== Given data ==
BEGIN

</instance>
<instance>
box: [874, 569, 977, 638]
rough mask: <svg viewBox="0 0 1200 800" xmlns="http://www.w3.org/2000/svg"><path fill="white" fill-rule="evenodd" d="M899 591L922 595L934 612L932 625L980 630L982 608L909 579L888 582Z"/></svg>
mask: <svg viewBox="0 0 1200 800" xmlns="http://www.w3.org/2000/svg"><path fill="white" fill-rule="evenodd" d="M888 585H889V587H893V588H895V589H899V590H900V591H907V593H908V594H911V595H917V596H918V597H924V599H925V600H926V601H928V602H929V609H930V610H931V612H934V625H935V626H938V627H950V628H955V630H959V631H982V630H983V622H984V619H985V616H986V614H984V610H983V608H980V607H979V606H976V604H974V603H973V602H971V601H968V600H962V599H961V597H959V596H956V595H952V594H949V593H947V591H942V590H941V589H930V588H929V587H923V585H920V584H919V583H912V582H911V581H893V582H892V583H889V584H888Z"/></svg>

END

== What you will do ==
Would you return, unchanged, the lines from the one containing "box: [874, 569, 977, 638]" through the end of the entries?

== Response ==
box: [874, 569, 977, 638]
rough mask: <svg viewBox="0 0 1200 800" xmlns="http://www.w3.org/2000/svg"><path fill="white" fill-rule="evenodd" d="M899 591L922 595L934 612L932 625L980 630L982 608L909 579L888 582Z"/></svg>
mask: <svg viewBox="0 0 1200 800" xmlns="http://www.w3.org/2000/svg"><path fill="white" fill-rule="evenodd" d="M888 585H889V587H893V588H895V589H899V590H900V591H907V593H908V594H911V595H917V596H918V597H924V599H925V600H926V601H928V602H929V609H930V610H931V612H934V625H935V626H938V627H950V628H955V630H959V631H982V630H983V622H984V619H985V616H986V614H984V610H983V608H980V607H979V606H976V604H974V603H973V602H971V601H968V600H962V599H961V597H959V596H956V595H952V594H949V593H947V591H942V590H941V589H930V588H929V587H923V585H920V584H919V583H912V582H911V581H893V582H892V583H889V584H888Z"/></svg>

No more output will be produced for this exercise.